**What the exercise asks**
Output every record word for word.

(Stored data)
..............................

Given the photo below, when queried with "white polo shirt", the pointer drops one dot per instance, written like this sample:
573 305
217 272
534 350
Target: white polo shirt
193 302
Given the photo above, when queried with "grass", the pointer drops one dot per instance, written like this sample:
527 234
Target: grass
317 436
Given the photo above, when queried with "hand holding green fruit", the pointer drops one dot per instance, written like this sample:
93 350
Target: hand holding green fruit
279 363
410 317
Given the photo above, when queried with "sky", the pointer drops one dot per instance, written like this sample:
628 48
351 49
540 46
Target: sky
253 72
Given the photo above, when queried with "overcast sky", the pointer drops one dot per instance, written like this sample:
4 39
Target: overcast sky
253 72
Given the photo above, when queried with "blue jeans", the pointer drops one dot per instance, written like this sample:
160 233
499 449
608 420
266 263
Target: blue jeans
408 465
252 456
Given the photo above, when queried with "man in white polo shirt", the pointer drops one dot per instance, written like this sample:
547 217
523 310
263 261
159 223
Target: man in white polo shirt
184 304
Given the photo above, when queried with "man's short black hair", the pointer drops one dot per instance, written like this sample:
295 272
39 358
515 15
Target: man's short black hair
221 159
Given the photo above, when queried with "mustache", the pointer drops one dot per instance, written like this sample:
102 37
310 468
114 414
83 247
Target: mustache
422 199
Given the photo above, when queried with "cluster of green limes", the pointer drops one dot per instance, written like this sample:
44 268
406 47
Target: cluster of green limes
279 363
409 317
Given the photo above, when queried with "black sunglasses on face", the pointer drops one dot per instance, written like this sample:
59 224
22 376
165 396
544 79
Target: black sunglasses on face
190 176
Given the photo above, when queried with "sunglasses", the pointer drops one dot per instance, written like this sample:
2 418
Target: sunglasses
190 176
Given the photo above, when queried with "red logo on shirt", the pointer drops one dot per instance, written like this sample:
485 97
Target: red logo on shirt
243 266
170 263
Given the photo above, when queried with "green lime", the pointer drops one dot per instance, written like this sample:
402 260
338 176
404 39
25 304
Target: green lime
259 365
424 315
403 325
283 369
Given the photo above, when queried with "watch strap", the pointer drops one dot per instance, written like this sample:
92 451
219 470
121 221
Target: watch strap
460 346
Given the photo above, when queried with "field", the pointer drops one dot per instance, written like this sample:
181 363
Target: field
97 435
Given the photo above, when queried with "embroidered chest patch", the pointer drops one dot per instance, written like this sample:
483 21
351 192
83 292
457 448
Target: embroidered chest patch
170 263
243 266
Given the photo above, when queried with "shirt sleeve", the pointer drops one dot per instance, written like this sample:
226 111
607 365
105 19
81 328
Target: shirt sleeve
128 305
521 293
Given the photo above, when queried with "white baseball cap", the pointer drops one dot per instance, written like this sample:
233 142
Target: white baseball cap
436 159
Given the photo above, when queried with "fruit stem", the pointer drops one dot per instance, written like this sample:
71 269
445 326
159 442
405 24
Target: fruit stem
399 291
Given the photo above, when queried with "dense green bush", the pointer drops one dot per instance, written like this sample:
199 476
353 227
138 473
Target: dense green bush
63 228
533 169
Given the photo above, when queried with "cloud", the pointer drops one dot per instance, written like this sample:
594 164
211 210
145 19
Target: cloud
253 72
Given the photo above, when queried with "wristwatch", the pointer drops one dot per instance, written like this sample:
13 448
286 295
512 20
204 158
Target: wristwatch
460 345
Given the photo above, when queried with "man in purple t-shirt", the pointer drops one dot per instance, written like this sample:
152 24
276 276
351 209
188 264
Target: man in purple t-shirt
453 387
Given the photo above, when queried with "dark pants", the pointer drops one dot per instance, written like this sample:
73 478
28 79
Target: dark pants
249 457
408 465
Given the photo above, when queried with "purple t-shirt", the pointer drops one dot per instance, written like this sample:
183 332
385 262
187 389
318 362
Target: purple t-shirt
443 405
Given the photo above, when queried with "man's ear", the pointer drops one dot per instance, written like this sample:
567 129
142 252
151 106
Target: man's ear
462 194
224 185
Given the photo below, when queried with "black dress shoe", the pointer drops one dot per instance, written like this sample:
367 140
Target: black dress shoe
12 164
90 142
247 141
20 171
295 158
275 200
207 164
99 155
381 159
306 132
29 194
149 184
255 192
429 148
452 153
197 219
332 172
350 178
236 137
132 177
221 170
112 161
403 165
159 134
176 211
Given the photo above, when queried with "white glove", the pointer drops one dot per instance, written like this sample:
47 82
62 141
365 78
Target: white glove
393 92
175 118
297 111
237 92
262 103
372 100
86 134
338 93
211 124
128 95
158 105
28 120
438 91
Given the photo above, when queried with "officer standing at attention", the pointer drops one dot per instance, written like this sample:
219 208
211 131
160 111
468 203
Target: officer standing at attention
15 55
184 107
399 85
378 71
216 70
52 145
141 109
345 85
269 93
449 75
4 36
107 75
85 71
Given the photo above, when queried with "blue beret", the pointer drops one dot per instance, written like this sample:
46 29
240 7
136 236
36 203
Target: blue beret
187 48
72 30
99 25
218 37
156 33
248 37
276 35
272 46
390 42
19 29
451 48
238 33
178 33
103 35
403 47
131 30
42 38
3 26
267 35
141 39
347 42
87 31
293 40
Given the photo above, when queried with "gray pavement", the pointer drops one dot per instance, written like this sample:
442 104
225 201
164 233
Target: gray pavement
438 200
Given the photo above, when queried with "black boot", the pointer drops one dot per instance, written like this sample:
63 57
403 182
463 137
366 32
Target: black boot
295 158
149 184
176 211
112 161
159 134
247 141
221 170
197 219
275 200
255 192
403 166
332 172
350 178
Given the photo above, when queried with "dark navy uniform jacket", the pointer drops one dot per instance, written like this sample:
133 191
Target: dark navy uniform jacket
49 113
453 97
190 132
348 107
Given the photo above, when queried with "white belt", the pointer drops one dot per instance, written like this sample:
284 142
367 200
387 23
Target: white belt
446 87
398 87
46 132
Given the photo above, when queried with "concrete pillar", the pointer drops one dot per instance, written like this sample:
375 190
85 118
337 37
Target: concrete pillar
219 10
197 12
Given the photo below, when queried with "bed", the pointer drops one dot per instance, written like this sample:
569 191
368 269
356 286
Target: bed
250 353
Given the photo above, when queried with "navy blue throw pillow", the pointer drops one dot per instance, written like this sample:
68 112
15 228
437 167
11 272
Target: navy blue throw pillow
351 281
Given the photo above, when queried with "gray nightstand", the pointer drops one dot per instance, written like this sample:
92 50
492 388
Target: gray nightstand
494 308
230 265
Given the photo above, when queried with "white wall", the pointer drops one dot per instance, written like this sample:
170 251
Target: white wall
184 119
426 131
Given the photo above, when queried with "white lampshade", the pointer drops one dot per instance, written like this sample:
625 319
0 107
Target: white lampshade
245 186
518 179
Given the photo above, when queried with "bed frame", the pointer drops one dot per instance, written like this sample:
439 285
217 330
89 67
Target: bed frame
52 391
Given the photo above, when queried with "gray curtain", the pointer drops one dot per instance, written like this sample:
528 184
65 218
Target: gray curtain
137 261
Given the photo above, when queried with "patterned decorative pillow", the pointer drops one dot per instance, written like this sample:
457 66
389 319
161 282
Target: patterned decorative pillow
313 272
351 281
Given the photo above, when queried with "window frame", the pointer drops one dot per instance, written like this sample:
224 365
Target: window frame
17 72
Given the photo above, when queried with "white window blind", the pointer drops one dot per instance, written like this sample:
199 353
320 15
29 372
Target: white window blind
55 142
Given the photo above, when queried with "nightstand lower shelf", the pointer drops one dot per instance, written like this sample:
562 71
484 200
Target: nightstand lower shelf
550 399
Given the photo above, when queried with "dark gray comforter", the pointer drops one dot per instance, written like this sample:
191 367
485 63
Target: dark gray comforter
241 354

..............................

**Response for this exercise**
Given the photo below, when queried with "white polo shirt", the pointer drops one dot per instance, written like this sample:
573 305
217 272
534 350
Target: white polo shirt
193 302
Given the photo above, when queried with "grass", the pointer drops one dot per instance, written like this sample:
527 234
Target: grass
317 436
Given the photo above, when queried with "hand holding green fruit", the pointer drops one dot per instance, written like this sample:
93 350
Target: hand holding green fruit
279 363
410 317
Given the photo above, when queried with "sky", the pointer drops one dot per instance, written like this sample:
628 48
351 49
540 46
Target: sky
253 72
Given the photo above, when queried with "overcast sky", the pointer drops one dot per instance, written like this sample:
4 39
Target: overcast sky
253 72
Given the photo above, when queried with "blue jeans", the pointer drops one dot per instance, written like this sample:
160 233
499 449
608 420
266 263
Target: blue jeans
408 465
252 456
Given the photo above, when queried with "man in white polo shirt", the pointer drops one dot per instance, written like this sample:
547 217
523 310
263 261
159 223
Target: man in white polo shirt
184 304
Given the photo above, when queried with "man's short black hair", the pointer drops one dot per instance, written like this sample:
295 272
39 358
515 15
Target: man's short black hair
221 159
Given the photo above, when queried with "mustache", the pointer drops one dot per instance, written like this sample:
102 37
310 468
114 414
83 247
Target: mustache
422 199
Given the photo above, when queried with "cluster of green limes", the pointer drops one dot per instance, written like this sample:
44 268
406 47
Target: cluster of green limes
279 363
409 317
Given the photo above, when queried with "black sunglasses on face", the pointer drops one dot per instance, written like this sample:
59 224
22 376
165 396
544 79
Target: black sunglasses on face
190 176
Given the photo above, when queried with "sunglasses", the pointer drops one dot per instance, written like this sample:
2 418
Target: sunglasses
190 176
Given the photo above, when queried with "red logo on shirt", the pointer drops one dot per instance, written like this sample:
485 97
Target: red logo on shirt
243 266
170 263
Given the photo above, when queried with "green lime", the pointer drops one dot per instance, written like this sample:
402 260
338 176
404 39
25 304
Target: green lime
259 365
424 315
403 325
283 369
Given the photo above, when queried with "watch strap", the pointer drops one dot per instance, written like this sample:
92 451
219 470
121 221
Target: watch strap
460 346
Given the photo above, when queried with "field", the pointer drops one dot per instance, written like this sample:
181 363
Target: field
97 435
Given the photo above, when queried with "embroidered chest patch", the pointer drops one dot per instance, written like this sample:
483 21
351 192
83 292
457 448
Target: embroidered chest patch
170 263
243 266
Given the photo above, when queried with "shirt sleeve", the pointer drops one dot per instance, written like this sample:
226 111
607 365
105 19
81 328
Target: shirt sleeve
128 305
521 293
Given the photo above, when queried with "white baseball cap", the pointer drops one dot per instance, written like this sample:
233 142
Target: white baseball cap
436 159
Given the photo above, when queried with "fruit stem", the pointer drops one dot per instance, written like this sample:
71 269
445 326
159 442
405 24
Target: fruit stem
399 291
Given the photo above, when queried with "dense green bush", the pointer drops one dot per instance, written like this sample:
199 476
353 227
138 473
Target: dense green bush
63 228
533 169
Given the photo above, when queried with "cloud", the pointer drops one dot per instance, written like this sample:
594 164
211 210
145 19
Target: cloud
253 72
Given the photo above, when queried with "wristwatch", the pointer drops one dot per instance, written like this sample:
13 448
286 295
512 20
204 158
Target: wristwatch
460 345
Given the photo above, when queried with "man in purple t-shirt", the pointer drops one dot per instance, written like this sample:
152 24
276 276
351 209
188 264
Target: man in purple t-shirt
453 387
Given the photo above, when queried with "dark pants", the pointer drops one dot per instance, written like this sample:
73 478
28 79
Target: dark pants
249 457
408 465
Given the photo above, when queried with "purple t-shirt", the pointer drops one dot per instance, written like this sample:
183 332
385 262
187 389
318 362
Target: purple t-shirt
443 405
Given the photo above, when queried with "man's ear", the pointer drops one dot per instance, written like this sample:
567 129
142 252
151 106
Target: man's ear
462 194
224 185
Given the photo below, when queried with "black dress shoe", the pointer drops one dot per instance, written like this sample:
367 140
Target: black dress shoe
12 164
90 142
247 141
20 171
295 158
275 200
207 164
99 155
381 159
306 132
29 194
149 184
255 192
429 148
452 153
197 219
332 172
350 178
236 137
132 177
221 170
112 161
403 165
159 134
176 211
Given the photo above, when queried with "white glove", the pointer drops one dot per instance, written like this sample:
47 82
62 141
365 78
Target: white glove
393 92
175 118
297 111
237 92
262 103
372 100
86 134
338 93
211 124
128 95
158 105
28 120
438 91
Given the photo above, when queried with "officer standing at attention", the pointer drops one dot per instance, written like this sample:
219 208
211 131
160 111
468 203
Target: officer standing at attention
15 55
184 107
399 85
378 71
216 70
52 145
141 109
345 85
269 93
449 75
4 36
107 75
85 71
Given the photo above, when queried with "blue beret", the pointer drops one dot per instance, written like this sample:
46 29
240 7
136 236
36 203
Target: blue beret
187 48
72 30
99 25
218 37
156 33
248 37
276 35
272 46
390 42
19 29
451 48
238 33
178 33
103 35
403 47
131 30
42 38
3 26
267 35
141 39
347 42
87 31
293 40
Given the photo above, when queried with "gray pavement", the pointer drops one dot per instance, written like this sample:
442 104
225 201
164 233
Target: gray pavement
438 200
Given the photo above, when queried with "black boot", the pointer drops one dot per instance, written like this sample:
63 57
403 182
463 137
366 32
Target: black boot
295 158
149 184
176 211
112 161
159 134
247 141
221 170
197 219
275 200
255 192
403 166
332 172
350 178
Given the photo above, when queried with "dark navy uniform jacket", the pointer drops one dot per instance, written like this sample:
133 191
Target: dark navy uniform jacket
49 113
453 97
190 132
348 107
Given the photo above, when queried with "white belt", the pointer drops one dot per instance, written like this sample:
284 142
367 200
387 23
Target: white belt
446 87
398 87
46 132
Given the photo above, when queried with "concrete pillar", the pointer drops one dot per instance, written like this sample:
375 190
85 118
337 37
Target: concrete pillar
219 10
197 12
Given the photo below, when queried with "bed", the pointer drops one dot per instance, written like this sample:
569 191
368 269
356 286
Target: bed
250 353
Given the photo above, when queried with "navy blue throw pillow", the pointer drops one dot per instance, written like this sample:
68 112
15 228
437 167
11 272
Target: navy blue throw pillow
351 281
Given the photo above, when queried with "gray nightstand", the pointer drops one dot per instance, written like this sample:
92 50
492 388
Target: gray nightstand
494 308
230 265
Given the photo above, when queried with "white wall", the pointer drops one dot per instance, written like this sample:
170 251
Target: white wall
184 119
426 131
Given the photo above, when queried with "white lampshade", the pointer drops one dot per instance, written like this sample:
625 319
0 107
Target: white lampshade
245 186
518 179
Given the photo above, when queried with "bed frame", the pointer drops one dot per instance, written like this sample:
439 285
217 330
89 67
Target: bed frame
52 391
Given the photo above, when queried with "gray curtain", the pointer drops one dot per instance, written like this sample:
528 184
65 218
Target: gray curtain
137 261
Given the photo above, when queried with "patterned decorative pillow", the pointer drops one dot per instance, written like this sample:
457 66
389 319
161 282
Target: patterned decorative pillow
313 272
351 281
Given the photo above, when queried with "window frame", the pointer drops one dot per instance, written like this sample:
224 365
Target: window frame
17 72
Given the photo above, when queried with "white window blind", the pointer drops one dot per instance, written like this sample:
199 353
320 15
29 372
Target: white window blind
55 142
Given the photo above, when queried with "nightstand lower shelf", the pointer drops one dot per instance, written like this sample:
562 71
484 200
Target: nightstand lower shelf
550 399
Given the photo above, when queried with "dark gray comforter", the pointer drops one dot per instance, written like this sample:
191 367
485 63
Target: dark gray comforter
241 354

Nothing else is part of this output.